What you need to do: The entries below contain a line with "point: shirt pocket" and a line with "point: knuckle |". Quote exactly those two lines and all lines between them.

(Beginning of Given records)

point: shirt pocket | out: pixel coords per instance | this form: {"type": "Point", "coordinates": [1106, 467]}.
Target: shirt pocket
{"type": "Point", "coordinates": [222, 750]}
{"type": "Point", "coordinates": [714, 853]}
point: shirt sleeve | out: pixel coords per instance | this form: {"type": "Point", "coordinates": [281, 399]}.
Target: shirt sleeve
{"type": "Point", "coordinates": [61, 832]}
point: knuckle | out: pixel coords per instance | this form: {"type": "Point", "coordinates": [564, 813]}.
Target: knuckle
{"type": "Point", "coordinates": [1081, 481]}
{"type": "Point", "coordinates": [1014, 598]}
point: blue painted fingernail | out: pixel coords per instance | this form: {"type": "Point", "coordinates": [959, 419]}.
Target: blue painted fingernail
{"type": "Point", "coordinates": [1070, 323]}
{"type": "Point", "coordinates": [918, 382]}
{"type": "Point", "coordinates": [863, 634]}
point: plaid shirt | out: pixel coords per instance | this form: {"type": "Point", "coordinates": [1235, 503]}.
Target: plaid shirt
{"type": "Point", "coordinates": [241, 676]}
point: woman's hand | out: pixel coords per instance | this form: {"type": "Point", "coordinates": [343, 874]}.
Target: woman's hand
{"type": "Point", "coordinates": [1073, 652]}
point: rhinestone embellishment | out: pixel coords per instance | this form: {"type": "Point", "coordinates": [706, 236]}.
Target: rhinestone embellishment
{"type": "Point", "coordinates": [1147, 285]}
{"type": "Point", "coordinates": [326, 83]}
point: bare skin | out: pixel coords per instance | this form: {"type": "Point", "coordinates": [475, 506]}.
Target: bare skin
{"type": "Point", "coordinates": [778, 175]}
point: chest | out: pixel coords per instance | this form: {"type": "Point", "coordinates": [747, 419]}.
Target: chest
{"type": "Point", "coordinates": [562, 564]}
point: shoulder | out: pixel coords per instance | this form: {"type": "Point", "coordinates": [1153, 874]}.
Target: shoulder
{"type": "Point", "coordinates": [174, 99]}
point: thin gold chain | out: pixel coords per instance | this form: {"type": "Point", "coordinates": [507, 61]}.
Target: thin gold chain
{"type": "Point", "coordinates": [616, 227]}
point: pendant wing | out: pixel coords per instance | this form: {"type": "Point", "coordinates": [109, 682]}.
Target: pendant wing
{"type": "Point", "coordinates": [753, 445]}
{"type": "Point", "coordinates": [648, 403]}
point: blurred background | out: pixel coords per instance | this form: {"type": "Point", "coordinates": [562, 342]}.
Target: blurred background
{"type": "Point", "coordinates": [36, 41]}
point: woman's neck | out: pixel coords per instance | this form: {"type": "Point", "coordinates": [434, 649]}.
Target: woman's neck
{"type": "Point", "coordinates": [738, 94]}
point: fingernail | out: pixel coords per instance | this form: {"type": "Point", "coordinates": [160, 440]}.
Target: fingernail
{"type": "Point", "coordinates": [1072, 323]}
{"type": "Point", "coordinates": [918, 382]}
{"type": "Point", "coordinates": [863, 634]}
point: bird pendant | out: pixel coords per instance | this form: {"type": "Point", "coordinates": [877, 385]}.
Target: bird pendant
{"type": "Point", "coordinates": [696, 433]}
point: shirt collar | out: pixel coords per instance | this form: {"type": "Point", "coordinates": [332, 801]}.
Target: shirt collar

(End of Given records)
(Beginning of Given records)

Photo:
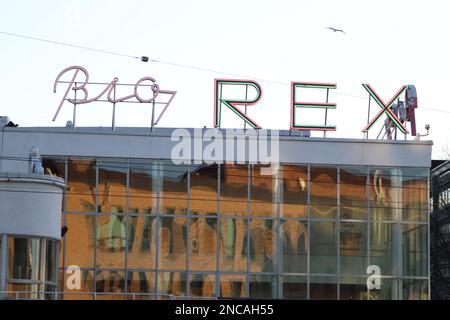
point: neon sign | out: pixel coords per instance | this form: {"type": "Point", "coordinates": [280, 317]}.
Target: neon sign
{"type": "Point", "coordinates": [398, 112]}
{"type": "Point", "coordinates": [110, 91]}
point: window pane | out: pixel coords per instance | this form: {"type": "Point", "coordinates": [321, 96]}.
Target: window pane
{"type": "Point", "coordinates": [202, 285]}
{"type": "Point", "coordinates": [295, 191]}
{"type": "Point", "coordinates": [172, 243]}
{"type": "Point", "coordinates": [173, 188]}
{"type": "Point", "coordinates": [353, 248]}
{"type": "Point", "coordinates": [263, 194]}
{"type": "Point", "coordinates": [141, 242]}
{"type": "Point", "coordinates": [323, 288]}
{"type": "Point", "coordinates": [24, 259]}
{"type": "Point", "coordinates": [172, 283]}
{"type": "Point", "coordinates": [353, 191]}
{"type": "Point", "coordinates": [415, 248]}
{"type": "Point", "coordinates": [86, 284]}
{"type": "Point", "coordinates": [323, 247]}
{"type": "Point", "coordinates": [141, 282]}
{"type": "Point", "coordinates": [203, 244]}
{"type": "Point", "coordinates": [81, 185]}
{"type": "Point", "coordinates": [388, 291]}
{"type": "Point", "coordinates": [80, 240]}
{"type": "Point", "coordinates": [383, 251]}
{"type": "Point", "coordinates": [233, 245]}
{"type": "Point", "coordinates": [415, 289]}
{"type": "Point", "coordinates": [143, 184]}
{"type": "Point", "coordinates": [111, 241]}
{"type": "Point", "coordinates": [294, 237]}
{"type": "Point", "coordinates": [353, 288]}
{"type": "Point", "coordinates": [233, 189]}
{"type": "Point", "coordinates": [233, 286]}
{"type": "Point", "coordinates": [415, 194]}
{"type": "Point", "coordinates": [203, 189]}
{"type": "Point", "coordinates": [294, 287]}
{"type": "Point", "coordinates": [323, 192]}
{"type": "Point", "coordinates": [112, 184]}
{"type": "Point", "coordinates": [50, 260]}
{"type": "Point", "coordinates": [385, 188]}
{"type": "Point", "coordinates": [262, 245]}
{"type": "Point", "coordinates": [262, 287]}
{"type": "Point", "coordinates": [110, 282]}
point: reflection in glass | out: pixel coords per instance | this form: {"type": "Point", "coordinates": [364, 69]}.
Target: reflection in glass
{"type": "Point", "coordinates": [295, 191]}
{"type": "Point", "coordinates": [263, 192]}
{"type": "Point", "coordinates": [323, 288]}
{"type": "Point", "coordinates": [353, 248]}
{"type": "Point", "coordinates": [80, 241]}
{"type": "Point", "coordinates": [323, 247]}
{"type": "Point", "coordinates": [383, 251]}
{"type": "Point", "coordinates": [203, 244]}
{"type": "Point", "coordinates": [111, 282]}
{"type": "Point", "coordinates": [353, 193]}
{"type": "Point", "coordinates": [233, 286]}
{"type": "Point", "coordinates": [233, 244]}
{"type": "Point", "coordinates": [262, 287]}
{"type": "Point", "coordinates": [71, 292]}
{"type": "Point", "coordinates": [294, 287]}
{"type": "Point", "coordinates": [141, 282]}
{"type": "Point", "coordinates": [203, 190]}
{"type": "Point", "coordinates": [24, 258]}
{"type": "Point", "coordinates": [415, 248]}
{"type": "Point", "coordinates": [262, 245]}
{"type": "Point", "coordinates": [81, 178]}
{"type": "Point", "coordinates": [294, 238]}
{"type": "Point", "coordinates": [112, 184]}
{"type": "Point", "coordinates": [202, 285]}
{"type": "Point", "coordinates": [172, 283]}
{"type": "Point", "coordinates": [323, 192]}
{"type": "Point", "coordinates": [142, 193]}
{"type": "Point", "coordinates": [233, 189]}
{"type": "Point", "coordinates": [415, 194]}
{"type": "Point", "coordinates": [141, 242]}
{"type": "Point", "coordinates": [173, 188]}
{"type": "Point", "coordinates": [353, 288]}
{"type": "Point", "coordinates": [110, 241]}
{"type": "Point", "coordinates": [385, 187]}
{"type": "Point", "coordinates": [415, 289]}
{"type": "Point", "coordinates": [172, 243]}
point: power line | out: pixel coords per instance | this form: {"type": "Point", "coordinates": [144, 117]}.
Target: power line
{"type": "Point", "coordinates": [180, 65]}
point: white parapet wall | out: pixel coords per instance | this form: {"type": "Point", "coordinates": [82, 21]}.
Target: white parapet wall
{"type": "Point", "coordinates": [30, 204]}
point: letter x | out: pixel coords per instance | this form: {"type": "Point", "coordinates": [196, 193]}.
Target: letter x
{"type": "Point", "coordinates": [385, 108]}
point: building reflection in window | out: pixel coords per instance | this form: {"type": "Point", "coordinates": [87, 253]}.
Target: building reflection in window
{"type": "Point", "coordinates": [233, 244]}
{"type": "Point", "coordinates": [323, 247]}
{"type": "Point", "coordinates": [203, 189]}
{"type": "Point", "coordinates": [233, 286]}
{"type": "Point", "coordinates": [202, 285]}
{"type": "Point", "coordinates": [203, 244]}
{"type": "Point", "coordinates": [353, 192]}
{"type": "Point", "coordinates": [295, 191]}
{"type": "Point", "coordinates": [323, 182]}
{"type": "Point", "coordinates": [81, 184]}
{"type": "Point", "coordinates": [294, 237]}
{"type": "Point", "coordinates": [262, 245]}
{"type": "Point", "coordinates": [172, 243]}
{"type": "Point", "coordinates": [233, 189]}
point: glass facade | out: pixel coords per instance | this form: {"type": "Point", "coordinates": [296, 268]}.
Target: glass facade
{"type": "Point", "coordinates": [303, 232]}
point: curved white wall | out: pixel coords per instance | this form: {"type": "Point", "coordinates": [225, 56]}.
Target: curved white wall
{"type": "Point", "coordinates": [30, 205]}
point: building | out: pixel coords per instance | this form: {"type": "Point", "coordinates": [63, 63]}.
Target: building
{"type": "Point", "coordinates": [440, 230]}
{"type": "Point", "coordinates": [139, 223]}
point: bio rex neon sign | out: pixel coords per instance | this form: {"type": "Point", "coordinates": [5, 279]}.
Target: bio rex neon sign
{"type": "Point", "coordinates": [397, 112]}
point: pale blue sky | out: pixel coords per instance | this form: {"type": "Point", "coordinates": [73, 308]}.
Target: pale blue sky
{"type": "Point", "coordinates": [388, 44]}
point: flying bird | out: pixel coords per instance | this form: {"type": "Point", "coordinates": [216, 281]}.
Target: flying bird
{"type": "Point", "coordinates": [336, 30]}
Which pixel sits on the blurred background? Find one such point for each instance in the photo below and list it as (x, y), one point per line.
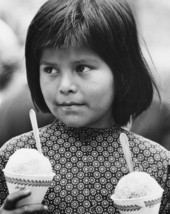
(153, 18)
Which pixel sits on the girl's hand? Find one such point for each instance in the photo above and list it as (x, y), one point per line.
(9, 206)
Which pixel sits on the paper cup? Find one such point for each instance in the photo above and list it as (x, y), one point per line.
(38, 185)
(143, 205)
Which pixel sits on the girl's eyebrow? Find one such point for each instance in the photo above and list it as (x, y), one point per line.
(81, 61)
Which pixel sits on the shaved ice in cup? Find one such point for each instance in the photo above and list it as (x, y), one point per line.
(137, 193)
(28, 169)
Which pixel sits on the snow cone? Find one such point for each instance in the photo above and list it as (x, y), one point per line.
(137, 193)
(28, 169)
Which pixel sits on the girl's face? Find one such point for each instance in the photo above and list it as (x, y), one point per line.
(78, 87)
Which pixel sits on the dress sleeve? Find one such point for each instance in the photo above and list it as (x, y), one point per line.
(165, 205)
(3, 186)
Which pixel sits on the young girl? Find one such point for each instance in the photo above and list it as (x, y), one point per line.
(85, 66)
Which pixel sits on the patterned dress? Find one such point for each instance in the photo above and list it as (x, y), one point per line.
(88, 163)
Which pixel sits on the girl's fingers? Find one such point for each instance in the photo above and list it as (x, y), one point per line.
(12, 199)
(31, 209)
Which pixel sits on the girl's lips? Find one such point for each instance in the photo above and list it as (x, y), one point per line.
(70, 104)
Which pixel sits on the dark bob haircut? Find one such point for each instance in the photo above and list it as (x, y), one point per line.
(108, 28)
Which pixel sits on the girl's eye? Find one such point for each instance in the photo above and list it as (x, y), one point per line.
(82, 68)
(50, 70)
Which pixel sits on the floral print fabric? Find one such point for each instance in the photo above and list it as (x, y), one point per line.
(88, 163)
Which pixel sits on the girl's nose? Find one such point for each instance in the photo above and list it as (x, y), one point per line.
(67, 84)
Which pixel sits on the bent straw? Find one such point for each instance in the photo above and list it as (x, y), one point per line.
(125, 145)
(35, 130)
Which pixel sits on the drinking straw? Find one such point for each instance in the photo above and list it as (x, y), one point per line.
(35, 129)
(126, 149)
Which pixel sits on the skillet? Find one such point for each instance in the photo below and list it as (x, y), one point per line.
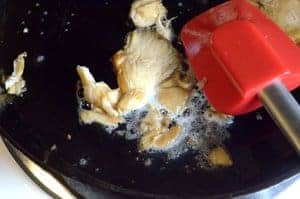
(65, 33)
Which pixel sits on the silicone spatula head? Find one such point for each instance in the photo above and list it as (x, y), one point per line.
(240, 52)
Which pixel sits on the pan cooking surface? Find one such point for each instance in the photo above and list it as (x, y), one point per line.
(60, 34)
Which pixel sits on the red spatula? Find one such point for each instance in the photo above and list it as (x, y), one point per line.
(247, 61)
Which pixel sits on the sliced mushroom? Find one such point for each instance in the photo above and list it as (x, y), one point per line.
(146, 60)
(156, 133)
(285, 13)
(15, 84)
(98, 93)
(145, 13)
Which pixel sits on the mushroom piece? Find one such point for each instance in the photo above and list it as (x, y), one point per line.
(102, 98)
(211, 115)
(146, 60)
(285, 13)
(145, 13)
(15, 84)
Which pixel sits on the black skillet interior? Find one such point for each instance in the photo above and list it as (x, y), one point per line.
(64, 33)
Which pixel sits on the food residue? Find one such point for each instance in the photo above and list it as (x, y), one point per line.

(End of Given records)

Expected answer:
point: shirt pocket | out: pixel coords per instance | this form: {"type": "Point", "coordinates": [1106, 467]}.
Target: shirt pocket
{"type": "Point", "coordinates": [222, 750]}
{"type": "Point", "coordinates": [714, 853]}
point: shirt sleeve | out: pixel coords per instance | this form: {"type": "Point", "coordinates": [281, 399]}.
Target: shirt sleeve
{"type": "Point", "coordinates": [61, 832]}
point: knuckle | out: pixel coords per instance | this form: {"type": "Point", "coordinates": [564, 813]}.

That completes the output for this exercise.